What you need to do:
Report every line in the records below that contains the word "dome", matching case exactly.

Pointing records:
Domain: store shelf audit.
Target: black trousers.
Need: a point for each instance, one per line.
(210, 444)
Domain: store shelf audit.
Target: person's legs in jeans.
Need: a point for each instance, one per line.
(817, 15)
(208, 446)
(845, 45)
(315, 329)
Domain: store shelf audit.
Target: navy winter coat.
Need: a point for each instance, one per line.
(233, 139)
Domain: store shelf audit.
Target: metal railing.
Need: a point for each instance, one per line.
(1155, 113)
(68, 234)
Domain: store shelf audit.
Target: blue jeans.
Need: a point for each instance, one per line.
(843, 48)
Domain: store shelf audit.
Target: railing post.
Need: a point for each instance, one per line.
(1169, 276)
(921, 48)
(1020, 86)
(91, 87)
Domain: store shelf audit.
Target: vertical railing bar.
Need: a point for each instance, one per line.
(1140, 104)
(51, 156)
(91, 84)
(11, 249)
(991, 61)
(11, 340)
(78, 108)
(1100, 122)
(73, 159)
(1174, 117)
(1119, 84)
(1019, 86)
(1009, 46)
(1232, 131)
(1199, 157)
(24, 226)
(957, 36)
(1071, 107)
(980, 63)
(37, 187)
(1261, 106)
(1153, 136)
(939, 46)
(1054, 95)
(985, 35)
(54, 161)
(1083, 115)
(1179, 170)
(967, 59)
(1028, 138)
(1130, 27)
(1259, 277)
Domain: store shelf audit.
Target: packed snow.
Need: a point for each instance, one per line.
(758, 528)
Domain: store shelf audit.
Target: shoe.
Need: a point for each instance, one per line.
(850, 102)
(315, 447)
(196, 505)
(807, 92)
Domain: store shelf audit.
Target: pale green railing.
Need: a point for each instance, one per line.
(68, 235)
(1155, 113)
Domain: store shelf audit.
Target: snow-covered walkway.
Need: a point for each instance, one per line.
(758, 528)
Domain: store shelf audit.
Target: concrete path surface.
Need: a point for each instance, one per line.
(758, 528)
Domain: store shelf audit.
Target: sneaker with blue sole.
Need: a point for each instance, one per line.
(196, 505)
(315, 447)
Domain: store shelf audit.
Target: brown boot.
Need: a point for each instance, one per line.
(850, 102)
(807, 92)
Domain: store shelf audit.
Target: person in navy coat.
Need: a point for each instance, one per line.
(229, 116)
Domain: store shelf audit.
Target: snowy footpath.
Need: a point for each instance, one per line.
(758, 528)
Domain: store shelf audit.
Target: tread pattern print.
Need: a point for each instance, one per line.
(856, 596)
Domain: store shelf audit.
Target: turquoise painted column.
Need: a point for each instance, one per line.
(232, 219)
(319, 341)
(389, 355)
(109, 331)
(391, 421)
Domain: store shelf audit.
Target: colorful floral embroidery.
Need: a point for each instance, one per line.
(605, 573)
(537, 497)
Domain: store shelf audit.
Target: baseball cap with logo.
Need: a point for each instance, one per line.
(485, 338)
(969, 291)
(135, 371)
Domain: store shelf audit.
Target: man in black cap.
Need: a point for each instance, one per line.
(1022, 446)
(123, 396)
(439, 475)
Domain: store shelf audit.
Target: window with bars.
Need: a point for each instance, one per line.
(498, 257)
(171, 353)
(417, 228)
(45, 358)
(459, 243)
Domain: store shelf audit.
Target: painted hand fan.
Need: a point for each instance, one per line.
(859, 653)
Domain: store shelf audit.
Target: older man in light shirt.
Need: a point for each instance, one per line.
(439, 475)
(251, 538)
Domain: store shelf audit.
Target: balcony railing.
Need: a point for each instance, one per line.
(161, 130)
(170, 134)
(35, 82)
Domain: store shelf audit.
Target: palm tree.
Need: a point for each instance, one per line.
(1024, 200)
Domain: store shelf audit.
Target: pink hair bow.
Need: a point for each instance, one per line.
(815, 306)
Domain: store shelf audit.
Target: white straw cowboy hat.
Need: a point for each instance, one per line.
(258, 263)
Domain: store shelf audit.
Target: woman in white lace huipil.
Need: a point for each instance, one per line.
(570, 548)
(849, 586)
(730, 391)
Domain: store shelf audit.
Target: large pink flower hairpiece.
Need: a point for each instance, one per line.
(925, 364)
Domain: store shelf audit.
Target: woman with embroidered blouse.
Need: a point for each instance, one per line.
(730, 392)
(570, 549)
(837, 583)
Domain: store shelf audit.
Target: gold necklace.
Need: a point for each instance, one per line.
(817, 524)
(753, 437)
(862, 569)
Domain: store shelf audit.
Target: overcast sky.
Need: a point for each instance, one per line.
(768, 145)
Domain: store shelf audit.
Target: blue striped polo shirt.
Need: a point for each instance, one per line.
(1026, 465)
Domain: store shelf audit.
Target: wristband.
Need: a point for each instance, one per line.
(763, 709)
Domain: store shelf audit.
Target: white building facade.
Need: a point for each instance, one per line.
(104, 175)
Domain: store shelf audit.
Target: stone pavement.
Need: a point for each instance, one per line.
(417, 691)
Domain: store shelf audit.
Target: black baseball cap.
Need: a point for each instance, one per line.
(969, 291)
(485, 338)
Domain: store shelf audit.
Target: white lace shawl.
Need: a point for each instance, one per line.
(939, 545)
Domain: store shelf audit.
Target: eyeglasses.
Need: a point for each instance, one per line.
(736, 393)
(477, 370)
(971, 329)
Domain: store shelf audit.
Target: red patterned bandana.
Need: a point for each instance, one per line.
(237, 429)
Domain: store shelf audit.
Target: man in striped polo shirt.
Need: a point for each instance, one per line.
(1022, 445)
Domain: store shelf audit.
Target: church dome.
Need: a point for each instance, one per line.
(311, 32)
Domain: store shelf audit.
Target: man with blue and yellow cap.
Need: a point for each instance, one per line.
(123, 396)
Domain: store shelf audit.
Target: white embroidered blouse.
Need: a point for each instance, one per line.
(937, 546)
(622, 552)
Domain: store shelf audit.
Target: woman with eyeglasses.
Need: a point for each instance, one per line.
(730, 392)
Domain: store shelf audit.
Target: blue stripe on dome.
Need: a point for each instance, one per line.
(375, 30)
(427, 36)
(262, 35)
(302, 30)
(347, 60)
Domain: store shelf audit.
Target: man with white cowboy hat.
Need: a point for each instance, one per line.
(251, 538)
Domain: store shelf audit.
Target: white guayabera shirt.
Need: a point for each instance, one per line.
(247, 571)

Result of this exercise:
Target: church dome.
Target: blue stripe on dome.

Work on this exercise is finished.